Required task: Copy the lines that follow, keeping every character the same.
* Start Data extract *
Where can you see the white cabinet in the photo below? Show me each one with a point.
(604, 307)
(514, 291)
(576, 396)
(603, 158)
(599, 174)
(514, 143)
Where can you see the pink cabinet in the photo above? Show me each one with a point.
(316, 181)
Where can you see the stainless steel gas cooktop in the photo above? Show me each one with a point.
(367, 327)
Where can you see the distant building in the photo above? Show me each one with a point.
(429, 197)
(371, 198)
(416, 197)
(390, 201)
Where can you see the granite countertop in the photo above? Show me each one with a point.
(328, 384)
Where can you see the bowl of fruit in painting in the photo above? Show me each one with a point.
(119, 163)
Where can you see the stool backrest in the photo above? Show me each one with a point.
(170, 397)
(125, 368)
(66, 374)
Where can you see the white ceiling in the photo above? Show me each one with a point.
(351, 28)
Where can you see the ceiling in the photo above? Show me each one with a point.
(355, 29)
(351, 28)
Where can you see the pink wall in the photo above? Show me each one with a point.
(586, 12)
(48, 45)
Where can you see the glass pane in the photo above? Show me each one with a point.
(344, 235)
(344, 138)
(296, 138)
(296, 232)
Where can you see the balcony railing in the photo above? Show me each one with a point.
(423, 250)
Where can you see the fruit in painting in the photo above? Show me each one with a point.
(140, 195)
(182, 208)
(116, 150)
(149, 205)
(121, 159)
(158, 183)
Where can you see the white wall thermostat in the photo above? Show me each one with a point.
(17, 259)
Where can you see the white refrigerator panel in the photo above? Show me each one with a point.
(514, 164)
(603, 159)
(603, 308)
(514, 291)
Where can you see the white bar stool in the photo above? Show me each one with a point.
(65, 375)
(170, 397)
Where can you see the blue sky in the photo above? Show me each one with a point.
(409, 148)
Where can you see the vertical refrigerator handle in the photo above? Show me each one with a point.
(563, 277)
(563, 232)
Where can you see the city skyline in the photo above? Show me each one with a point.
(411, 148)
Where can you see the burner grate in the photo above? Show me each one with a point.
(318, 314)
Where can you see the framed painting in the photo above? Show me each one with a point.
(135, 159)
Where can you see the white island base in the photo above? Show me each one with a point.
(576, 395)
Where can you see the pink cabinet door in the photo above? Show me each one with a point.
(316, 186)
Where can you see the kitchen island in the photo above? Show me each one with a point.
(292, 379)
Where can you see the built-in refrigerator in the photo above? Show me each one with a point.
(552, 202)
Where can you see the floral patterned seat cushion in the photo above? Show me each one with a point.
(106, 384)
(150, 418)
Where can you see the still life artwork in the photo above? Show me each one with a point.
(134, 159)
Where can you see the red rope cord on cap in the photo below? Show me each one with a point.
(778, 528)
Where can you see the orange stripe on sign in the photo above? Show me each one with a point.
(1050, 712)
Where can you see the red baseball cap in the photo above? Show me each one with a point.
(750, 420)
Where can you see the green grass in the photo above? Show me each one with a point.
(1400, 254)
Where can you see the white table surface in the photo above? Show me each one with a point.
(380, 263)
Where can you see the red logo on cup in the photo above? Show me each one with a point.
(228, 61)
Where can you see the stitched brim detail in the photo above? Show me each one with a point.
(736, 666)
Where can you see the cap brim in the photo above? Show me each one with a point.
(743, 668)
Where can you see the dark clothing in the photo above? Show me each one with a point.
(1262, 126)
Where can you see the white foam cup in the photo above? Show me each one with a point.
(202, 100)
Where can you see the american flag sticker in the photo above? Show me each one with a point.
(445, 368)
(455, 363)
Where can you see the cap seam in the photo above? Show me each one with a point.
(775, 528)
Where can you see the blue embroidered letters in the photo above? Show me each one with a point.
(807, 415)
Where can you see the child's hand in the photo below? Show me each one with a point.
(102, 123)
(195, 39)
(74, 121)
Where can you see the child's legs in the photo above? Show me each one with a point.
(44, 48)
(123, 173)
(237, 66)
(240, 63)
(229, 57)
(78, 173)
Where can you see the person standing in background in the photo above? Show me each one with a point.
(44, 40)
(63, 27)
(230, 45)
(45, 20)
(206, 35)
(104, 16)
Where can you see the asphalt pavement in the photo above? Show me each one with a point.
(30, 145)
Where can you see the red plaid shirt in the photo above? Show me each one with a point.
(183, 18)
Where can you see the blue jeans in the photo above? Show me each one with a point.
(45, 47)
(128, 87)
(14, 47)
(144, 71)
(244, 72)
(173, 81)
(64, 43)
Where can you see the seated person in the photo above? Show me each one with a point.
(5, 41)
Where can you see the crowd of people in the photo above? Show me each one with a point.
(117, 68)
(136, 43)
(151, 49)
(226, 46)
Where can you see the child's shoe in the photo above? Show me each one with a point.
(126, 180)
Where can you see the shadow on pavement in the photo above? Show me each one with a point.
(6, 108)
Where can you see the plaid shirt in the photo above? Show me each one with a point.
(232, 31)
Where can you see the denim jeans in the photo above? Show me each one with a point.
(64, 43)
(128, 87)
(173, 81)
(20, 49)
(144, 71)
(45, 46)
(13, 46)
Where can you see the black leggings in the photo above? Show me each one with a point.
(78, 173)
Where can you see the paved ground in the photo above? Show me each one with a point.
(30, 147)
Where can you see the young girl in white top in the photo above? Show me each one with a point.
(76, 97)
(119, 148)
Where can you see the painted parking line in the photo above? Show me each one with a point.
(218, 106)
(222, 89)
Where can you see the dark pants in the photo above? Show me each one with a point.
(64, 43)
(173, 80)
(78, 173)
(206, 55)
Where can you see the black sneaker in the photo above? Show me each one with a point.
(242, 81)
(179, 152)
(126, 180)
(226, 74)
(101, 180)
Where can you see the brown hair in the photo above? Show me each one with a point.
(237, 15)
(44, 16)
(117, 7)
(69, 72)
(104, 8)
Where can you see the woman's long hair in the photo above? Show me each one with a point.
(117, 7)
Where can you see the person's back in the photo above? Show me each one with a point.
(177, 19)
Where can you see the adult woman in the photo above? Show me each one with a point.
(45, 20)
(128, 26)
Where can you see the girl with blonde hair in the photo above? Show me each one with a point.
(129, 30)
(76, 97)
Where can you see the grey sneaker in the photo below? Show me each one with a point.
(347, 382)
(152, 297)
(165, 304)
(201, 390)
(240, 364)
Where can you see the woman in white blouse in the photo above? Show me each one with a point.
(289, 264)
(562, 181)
* End Data extract *
Reply to the exercise:
Where can you see the white cabinet in the photo below? Show me each one with a point.
(604, 307)
(514, 291)
(576, 396)
(603, 158)
(599, 174)
(514, 143)
Where can you see the pink cabinet in the photo above? Show me each one with a point.
(316, 181)
Where can you see the stainless steel gas cooktop in the photo above? Show me each one with a point.
(367, 327)
Where can you see the distant building in the photo above? Show me each one with a point.
(429, 197)
(371, 198)
(416, 197)
(390, 201)
Where can you see the granite countertop in the photo above? Show me each one with a point.
(328, 384)
Where can you see the bowl of fruit in painting in the photo above? Show me each one with a point.
(119, 163)
Where can you see the stool backrest in the photo above? Show me each one with a point.
(170, 397)
(125, 368)
(66, 374)
Where can you see the white ceiling in the photo above? Show me each one with a point.
(351, 28)
Where can you see the ceiling in the photo above? Show me each one with a point.
(355, 29)
(351, 28)
Where can you see the pink wall in the photo above? Show me each one with a point.
(586, 12)
(48, 45)
Where can you see the glass pane in the photo above? Show me each one with a point.
(344, 235)
(344, 138)
(296, 138)
(296, 232)
Where can you see the balcony railing in the photo above? Show me each one with a point.
(423, 250)
Where can you see the fruit in painting in the photo above? Show me each one with a point.
(140, 195)
(182, 208)
(116, 150)
(149, 205)
(121, 159)
(158, 183)
Where can you see the white wall thermostat in the photo above? Show me each one with a point.
(17, 259)
Where can you see the white refrigerator panel in the photo above? Show me each one with a point.
(514, 164)
(603, 159)
(603, 308)
(514, 291)
Where can you see the white bar stool in the photo above? Show me each one with a point.
(65, 375)
(170, 397)
Where can you see the blue sky in the photo above? Show me each one with a point.
(409, 148)
Where can you see the vertical refrigerator handle in the photo above? Show me each one with a point.
(563, 277)
(563, 232)
Where can you see the city skyline in the photo above? Show me each one with a point.
(411, 148)
Where can you see the burner grate in the photo above? Show me each one with a point.
(318, 314)
Where can you see the framed painting in the photo above? Show me each one with a point.
(135, 159)
Where can you see the white island base in the photo above? Show me each one with a point.
(576, 395)
Where can you see the pink cabinet door in the photo above? Show me each one with a point.
(316, 186)
Where can you see the kitchen island in the photo above? Show me each one with a point.
(292, 379)
Where can you see the built-in refrigerator in the photo above? Show me each one with a point.
(552, 202)
Where can you see the floral patterned seat cushion in the photo above? Show me each one with a point.
(106, 384)
(150, 418)
Where can you see the still life artwork in the photo above? Show me each one with a point.
(134, 159)
Where can you see the red rope cord on cap in the photo below? Show me each one with a point.
(778, 528)
Where can you see the orange stripe on sign in the photo above? Show me each one with a point.
(1050, 712)
Where can you see the red baseball cap in the photo above? Show me each one with a point.
(750, 420)
Where can you see the green grass in the photo above? Show me each one with a point.
(1400, 254)
Where can you see the white table surface in the photo above? Show me each one with a point.
(380, 263)
Where can you see the red logo on cup in the photo above? Show me each one with a point.
(228, 61)
Where can you see the stitched brim detail in the photo above? Show me each one with a point.
(736, 666)
Where can you see the cap brim in the photo above? Show me each one with a point.
(743, 668)
Where can you see the dark clothing in the photo above? Show me each one with a point.
(1262, 126)
Where can you see the white foam cup in the photo above? Show me each one with a point.
(202, 100)
Where can you see the american flag sticker in the photo above? Show me each one with a point.
(445, 368)
(455, 363)
Where can you see the cap seam in the photo above? Show me each one with a point.
(775, 528)
Where can you see the blue embroidered letters in the photo above? Show me each one with a point.
(807, 415)
Where can you see the child's hand in the photo below? Show me each one with a point.
(102, 123)
(195, 39)
(74, 121)
Where can you see the child's legs in the photo above? Show me each one with a point.
(44, 48)
(123, 173)
(237, 66)
(240, 63)
(229, 57)
(78, 173)
Where can you see the person standing in background in the photo above? Show me each one with a point.
(44, 40)
(63, 27)
(230, 45)
(45, 20)
(206, 35)
(104, 16)
Where can you see the asphalt pavement in the photo above? Show me each one with a point.
(30, 145)
Where can you see the red plaid shirt in the photo above? Show me each one with a point.
(183, 18)
Where can you see the blue jeans in the photo above? Show me each one with a point.
(45, 47)
(128, 87)
(14, 47)
(144, 71)
(244, 72)
(173, 81)
(64, 43)
Where can you see the seated person in the photo above? Show me each one with a point.
(5, 41)
Where can you see the crowd of people in the photo above? Show me each one with a point.
(117, 68)
(136, 43)
(151, 49)
(226, 46)
Where can you see the child's shoe in the photo above? Show me each one with a point.
(126, 180)
Where can you see the shadow on pavement in the photo above? Show me each one with a point.
(6, 108)
Where can you see the plaid shirt in the photo above? Show me each one with a point.
(232, 31)
Where can you see the denim jeans in the photo above? Show me each one with a point.
(64, 43)
(128, 87)
(173, 81)
(20, 49)
(144, 71)
(45, 46)
(13, 46)
Where can you see the black leggings in the photo above? Show me each one with a point.
(78, 173)
Where can you see the paved ground in the photo above? Show me each one with a point.
(30, 147)
Where can you see the young girl in white top in the photo above? Show me each one with a point.
(76, 97)
(119, 148)
Where can you see the painted parking line in the photo above? Show me each one with a point.
(218, 106)
(222, 89)
Where can you see the dark pants in the photo above? Show me each one with a point.
(64, 43)
(173, 80)
(78, 173)
(206, 55)
Where can you see the black sneaker in the photo above? Show me each one with a point.
(242, 81)
(179, 152)
(126, 180)
(226, 74)
(101, 180)
Where can you see the brown hair in the photo above? Show me each one with a point.
(237, 15)
(44, 16)
(117, 7)
(69, 72)
(104, 8)
Where can you see the woman's long hair in the photo above? Show me each one with a point.
(117, 7)
Where can you see the person's back in the photo above? Show me each one with a point.
(177, 19)
Where can you see the adult woman in the photo above? Show me each one with a point.
(45, 20)
(128, 26)
Where can you see the girl with blonde hair in the photo above? Show me each one with a point.
(129, 30)
(76, 97)
Where can you see the grey sneaker in the photo below? Show me each one with a point.
(347, 382)
(152, 297)
(165, 304)
(201, 390)
(240, 364)
Where can you see the woman in white blouse in the photo above? Show me each one with a point.
(289, 264)
(562, 181)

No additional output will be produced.